Tasks to carry out ::
• A. Repeat the stretch from "Even so, I’ve" through "do professional screenwriters." in the piece on objective delusionalism, word for word.
• B. Write the next part of the piece on objective delusionalism, picking up after its last sentence.

Given passage ::
========

Even so, I’ve still got these visions in my head. Someone shares this article. An early adopter tries out the term on Twitter. Others drop it in passing amongst their artistically-inclined circles, and eventually, five or ten years from now, someone mentions it to me—with absolutely no idea of its origin.
That, in a nutshell, is objective delusionalism. It’s the secret. The oxymoronic mindset it takes to achieve in any pursuit in which the rewards are many and the opportunities few. NFL players, astronauts, and successful artists all have this. And so do professional screenwriters.
You want to write movies for a living? Hollywood produces about 600 a year. Most of those are based on pre-existing intellectual property: books, articles, video games. That obscure toy you got for your eighth birthday and forgot about three weeks later. Of the few based on original screenplays, well—most are written by established writers. Worse still, some 80,000 scripts are registered with the WGA every year. The chances that yours will make the cut? Roughly zero. Especially if you don’t already know someone. Sorry.
That’s the objective part. The brutal, harsh reality. But … all those established writers had to come from somewhere, right? They knew the “odds” when they started, even if they didn’t know anyone who could help them. They wrote and wrote and stuck it out, anyway, in the face of countless rejections. Most could’ve become surgeons in the time it took to break in, quit their day jobs, and get their first movies produced.
What were they thinking? How’d they know it would all be worth it? They just as easily could have crashed and burned and thrown away the best decade(s) of their lives. That happens. But for some stupid reason, they said, “Hey, why not me? My high school English teacher said my stories were really good. So did my mom. And hell, I’ve seen lots of movies.”
And then they wrote their first scripts and realized how terrible they were. They should’ve thrown in the towel, right then and there. But they didn’t. These poor, delusional souls asked objective questions like, “What would it take to get better?” And then they did those things.
They wrote and read and connected with other, stronger writers who could help them grow. They improved. A lot. They submitted to contests and the Black List and they did pretty well. They sent out queries. Got reads. And despite their work being objectively good, despite years wasted and countless sacrifices, nothing happened. They were devastated.

========

Information provided ::
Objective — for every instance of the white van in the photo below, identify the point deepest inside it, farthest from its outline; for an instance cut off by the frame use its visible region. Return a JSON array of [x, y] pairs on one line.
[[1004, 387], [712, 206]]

========

Answer set ::
• A.
Even so, I’ve still got these visions in my head. Someone shares this article. An early adopter tries out the term on Twitter. Others drop it in passing amongst their artistically-inclined circles, and eventually, five or ten years from now, someone mentions it to me—with absolutely no idea of its origin.
That, in a nutshell, is objective delusionalism. It’s the secret. The oxymoronic mindset it takes to achieve in any pursuit in which the rewards are many and the opportunities few. NFL players, astronauts, and successful artists all have this. And so do professional screenwriters.

• B.
But then, they looked around. They realized there weren’t that many unsuccessful writers who’d put in as much work as they had. There weren’t that many who’d developed their craft to the same level. And so, against all better judgment, they kept going. They wrote more. Tried harder. Hustled. Developed their networks. And—
Something hit. They got repped. Maybe an option. Maybe both. They’d finally gotten that big break. Happy ending? Nope. The option lapsed. The producer ghosted them. They parted ways with their manager. The shame was so great that they avoided the topic with the few friends they had left.
They should’ve known better. They did know better. Yet they pushed forward anyway, letting their dream make a mockery of them. Maybe they quit for a little while. Maybe they quit for a long while, just like I did. But eventually, for reasons beyond all comprehension, they got after it once again, and gave it more than they ever had before.
I’ve had the pleasure of getting to know dozens of professional writers over the years. This blind tenacity is present in all of them. Make no mistake—our pursuit is not a logical one. But hell, someone’s gotta write this shit. Why not us?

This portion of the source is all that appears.